* **TASKS TO COMPLETE**
a) In the passage on Crist's shifting positions, reproduce the text from "The inconvenient truth" to "to extreme lengths.", substituting "fiction" for "nonsense".
b) Answer these questions from the passage on Crist's shifting positions:
(i) As recently as when was Crist preaching what he now calls extreme?
(ii) What is Crist's current position on the trade embargo on Cuba?
(iii) When does Crist now want felons' voting rights automatically restored?

* **EXTRACT PROVIDED**
=-=-=
The inconvenient truth — inconvenient for Crist — is that this fanciful attempt at exculpation is nonsense. The Republican Party has hardly changed at all since Crist was elevated beyond his level of competence to the Florida governor’s mansion. What he’s calling extreme now differs not a whit from what he was preaching on the campaign trail as recently as the spring of 2010. It’s Crist himself who has changed — pushing the normal policy fluidity most politicians engage in to extreme lengths.

Crist has gone from being a critic of Obamacare as a government overreach to being a fierce defender of it. He has gone from calling for accountability on the part of government schoolteachers to supporting anything the education industry and teachers unions want. He has gone from support of a constitutional amendment banning gay marriage to support of the homosexual political movement’s agenda. He’s gone from being an unqualified supporter of the Second Amendment to supporting all manner of restrictions on gun purchases and ownership. A former supporter of the trade embargo on Cuba, he is now in favor of lifting it. He has changed his position on drilling for oil off Florida’s coast so many times there is insufficient room here to chart his triangulations, but, for now, he’s against it. The former Chain Gang Charlie, who at one time would have had criminals fed to the dogs if it would please Florida voters, now wants felons’ voting rights automatically restored as soon as they complete their sentences. There are more examples of how Crist the ugly Republican moth became a beautiful Democratic butterfly. But you get the drift.
=-=-=
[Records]

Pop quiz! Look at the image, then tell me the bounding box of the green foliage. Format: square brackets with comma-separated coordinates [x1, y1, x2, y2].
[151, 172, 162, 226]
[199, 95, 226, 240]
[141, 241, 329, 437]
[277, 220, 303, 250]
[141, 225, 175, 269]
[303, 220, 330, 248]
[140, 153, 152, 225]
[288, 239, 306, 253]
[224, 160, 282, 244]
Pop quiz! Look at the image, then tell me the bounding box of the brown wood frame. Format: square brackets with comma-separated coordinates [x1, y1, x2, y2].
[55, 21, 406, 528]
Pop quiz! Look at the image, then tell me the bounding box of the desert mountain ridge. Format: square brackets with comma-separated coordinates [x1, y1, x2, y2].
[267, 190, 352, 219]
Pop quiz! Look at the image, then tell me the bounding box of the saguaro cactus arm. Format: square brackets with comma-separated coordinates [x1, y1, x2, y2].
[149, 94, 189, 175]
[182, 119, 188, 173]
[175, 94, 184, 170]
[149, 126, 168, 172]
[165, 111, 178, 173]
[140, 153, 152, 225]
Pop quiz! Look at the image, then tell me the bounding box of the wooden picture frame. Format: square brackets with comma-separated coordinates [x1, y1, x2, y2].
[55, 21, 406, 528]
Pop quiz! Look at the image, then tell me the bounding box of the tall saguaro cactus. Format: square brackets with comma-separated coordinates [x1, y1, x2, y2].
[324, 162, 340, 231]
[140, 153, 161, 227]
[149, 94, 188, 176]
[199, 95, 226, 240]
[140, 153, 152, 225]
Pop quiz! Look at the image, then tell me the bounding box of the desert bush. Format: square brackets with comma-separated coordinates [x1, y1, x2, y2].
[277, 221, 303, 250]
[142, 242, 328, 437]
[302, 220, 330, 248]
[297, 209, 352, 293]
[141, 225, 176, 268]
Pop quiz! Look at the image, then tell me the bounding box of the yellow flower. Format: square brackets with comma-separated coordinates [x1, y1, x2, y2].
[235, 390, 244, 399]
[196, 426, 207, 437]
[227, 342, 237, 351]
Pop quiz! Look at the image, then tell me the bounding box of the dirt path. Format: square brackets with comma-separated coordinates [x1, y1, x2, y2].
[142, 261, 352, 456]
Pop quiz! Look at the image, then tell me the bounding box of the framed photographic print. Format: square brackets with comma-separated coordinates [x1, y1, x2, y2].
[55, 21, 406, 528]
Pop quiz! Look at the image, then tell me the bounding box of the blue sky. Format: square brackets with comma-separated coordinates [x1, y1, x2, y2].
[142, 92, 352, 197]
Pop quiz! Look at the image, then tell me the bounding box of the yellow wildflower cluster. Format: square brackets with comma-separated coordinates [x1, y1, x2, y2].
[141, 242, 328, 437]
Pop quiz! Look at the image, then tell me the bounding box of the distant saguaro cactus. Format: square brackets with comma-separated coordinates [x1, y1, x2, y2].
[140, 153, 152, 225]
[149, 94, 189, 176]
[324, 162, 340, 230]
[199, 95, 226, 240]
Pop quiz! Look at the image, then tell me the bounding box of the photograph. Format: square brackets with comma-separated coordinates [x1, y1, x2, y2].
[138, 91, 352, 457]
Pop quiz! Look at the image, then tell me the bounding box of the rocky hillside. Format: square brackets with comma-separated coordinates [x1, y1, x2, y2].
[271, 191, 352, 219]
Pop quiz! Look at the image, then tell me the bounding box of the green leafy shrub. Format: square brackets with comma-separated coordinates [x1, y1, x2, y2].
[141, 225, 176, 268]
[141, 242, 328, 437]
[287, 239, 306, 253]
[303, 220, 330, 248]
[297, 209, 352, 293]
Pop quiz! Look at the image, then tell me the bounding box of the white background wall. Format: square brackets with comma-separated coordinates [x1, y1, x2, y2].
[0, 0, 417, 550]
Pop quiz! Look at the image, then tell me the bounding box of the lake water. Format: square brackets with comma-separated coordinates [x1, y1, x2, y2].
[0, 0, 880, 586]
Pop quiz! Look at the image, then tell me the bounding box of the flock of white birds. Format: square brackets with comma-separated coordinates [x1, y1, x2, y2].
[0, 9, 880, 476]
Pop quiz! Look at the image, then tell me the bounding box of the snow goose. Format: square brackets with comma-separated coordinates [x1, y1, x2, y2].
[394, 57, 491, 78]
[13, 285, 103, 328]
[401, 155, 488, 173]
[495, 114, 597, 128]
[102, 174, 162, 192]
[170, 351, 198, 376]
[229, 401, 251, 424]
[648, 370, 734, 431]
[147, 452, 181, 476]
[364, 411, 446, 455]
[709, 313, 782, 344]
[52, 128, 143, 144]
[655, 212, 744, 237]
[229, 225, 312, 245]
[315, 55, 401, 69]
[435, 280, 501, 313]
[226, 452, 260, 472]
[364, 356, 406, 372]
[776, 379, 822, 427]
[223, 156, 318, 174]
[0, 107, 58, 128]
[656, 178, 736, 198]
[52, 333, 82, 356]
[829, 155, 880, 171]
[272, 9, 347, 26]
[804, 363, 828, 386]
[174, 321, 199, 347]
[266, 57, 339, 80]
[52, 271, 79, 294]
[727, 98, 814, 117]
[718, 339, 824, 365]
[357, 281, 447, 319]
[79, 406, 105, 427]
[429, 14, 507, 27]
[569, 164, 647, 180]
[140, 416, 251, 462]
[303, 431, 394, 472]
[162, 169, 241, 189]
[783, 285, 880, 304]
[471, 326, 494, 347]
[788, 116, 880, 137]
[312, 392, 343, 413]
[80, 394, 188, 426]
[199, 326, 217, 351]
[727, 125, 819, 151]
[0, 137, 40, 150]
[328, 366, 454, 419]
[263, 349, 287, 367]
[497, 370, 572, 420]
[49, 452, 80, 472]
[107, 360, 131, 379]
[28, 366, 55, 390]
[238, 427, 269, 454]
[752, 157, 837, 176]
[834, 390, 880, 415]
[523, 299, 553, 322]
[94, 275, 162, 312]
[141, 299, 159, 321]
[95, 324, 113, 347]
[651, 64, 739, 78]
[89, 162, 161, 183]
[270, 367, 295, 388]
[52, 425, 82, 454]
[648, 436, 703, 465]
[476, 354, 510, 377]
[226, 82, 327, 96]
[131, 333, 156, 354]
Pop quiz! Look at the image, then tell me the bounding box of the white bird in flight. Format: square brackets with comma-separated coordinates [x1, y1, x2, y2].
=-=-=
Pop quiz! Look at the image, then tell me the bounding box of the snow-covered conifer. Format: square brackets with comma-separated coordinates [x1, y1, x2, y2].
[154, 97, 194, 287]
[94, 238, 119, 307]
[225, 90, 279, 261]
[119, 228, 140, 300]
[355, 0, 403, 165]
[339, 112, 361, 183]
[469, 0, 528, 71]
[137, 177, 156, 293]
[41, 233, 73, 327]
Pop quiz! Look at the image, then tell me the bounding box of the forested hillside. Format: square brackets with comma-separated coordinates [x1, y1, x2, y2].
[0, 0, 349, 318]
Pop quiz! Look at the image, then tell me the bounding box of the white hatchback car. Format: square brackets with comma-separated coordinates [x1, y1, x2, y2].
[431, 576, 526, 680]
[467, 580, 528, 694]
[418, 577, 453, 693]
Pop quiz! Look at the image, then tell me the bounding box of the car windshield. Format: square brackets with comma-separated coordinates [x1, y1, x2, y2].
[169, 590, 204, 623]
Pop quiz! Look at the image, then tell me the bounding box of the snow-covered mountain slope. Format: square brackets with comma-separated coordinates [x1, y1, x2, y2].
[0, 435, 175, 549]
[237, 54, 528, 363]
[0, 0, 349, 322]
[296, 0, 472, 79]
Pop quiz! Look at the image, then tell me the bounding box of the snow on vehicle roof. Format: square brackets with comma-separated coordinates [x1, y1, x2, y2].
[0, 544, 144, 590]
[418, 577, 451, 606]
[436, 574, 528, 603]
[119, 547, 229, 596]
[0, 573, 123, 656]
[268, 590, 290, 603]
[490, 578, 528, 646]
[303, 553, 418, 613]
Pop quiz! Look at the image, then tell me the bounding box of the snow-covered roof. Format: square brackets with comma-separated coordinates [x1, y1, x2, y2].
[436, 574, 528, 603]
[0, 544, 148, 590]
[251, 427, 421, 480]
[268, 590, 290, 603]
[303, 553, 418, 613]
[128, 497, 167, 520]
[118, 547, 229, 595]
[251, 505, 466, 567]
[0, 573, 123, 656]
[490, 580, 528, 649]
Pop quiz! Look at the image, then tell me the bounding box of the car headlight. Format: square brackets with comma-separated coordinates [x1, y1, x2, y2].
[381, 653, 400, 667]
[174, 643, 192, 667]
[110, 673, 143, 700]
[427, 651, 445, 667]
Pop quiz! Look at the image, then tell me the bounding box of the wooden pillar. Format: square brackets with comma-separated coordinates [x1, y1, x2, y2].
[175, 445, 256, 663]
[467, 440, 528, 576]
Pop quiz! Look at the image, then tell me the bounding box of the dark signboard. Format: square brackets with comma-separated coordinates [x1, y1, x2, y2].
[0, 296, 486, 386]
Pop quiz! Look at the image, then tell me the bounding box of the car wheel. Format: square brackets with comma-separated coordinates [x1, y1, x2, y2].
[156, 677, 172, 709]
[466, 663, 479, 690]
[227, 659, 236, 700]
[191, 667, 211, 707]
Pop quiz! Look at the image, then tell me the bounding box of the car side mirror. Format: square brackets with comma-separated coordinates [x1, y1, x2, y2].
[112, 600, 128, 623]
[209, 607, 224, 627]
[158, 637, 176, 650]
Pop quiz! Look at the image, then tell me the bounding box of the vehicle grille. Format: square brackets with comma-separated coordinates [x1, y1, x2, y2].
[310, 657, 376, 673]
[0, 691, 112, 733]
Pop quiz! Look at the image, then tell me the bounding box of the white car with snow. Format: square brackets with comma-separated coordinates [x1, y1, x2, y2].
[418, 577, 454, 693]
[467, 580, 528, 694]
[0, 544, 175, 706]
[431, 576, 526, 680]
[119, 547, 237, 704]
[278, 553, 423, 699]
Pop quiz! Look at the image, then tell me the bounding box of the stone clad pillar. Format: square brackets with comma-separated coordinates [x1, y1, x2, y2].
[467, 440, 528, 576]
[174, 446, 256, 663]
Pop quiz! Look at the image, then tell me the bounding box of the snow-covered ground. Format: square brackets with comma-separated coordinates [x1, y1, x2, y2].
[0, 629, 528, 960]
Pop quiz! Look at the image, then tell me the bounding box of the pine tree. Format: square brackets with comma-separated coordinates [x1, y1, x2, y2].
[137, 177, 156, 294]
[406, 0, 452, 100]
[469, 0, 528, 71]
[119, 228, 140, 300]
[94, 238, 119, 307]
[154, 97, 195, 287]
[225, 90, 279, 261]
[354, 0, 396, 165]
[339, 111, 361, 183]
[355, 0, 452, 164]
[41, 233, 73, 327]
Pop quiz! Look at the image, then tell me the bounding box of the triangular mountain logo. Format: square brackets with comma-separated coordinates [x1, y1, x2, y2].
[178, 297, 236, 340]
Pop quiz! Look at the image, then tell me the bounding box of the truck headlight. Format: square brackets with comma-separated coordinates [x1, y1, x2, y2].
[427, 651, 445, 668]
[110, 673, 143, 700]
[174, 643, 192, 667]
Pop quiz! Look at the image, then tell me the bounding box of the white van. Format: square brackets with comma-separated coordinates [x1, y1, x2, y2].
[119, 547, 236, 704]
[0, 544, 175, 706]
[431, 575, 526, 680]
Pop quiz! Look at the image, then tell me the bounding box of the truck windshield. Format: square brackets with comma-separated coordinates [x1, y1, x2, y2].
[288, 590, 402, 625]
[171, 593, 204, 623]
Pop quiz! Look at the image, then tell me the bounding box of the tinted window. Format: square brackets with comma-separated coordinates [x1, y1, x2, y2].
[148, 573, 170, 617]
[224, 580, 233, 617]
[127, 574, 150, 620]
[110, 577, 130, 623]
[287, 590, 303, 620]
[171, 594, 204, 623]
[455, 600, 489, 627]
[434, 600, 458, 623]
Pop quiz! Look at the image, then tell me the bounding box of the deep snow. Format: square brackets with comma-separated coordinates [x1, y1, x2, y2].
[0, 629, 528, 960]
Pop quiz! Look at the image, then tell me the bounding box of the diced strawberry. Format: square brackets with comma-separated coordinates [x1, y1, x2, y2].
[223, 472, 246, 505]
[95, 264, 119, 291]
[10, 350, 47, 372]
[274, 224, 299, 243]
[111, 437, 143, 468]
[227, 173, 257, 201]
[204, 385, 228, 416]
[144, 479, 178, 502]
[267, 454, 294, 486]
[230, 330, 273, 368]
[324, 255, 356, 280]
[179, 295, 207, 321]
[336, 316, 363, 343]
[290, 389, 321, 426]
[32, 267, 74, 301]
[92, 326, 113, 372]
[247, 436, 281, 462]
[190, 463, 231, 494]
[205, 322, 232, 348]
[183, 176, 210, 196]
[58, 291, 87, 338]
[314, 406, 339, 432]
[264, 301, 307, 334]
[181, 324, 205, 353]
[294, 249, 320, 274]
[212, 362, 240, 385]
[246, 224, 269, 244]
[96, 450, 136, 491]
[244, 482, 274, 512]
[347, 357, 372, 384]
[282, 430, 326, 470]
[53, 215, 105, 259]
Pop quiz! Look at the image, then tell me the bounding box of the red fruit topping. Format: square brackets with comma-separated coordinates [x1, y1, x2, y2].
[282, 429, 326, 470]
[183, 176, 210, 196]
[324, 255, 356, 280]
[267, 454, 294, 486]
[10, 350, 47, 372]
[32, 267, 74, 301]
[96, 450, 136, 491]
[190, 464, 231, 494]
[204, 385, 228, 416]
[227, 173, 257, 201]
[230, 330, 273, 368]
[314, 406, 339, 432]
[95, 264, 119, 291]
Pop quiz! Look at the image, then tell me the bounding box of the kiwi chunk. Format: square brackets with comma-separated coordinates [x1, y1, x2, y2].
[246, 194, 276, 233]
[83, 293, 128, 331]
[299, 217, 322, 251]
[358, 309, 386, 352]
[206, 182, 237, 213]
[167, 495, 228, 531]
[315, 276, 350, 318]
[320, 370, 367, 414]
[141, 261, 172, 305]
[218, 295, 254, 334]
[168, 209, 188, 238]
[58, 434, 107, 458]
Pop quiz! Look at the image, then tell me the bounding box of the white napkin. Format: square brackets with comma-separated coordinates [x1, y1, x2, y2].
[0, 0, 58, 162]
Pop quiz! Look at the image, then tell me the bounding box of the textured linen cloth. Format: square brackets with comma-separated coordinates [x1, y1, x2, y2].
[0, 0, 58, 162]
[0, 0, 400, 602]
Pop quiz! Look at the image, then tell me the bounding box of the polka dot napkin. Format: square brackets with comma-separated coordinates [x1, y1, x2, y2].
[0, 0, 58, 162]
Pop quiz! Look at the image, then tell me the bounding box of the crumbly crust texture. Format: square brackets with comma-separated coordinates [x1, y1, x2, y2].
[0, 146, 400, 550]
=-=-=
* **RESPONSES TO THE TASKS**
a)
The inconvenient truth — inconvenient for Crist — is that this fanciful attempt at exculpation is fiction. The Republican Party has hardly changed at all since Crist was elevated beyond his level of competence to the Florida governor’s mansion. What he’s calling extreme now differs not a whit from what he was preaching on the campaign trail as recently as the spring of 2010. It’s Crist himself who has changed — pushing the normal policy fluidity most politicians engage in to extreme lengths.

b)
(i) The spring of 2010.
(ii) He is in favor of lifting it.
(iii) As soon as they complete their sentences.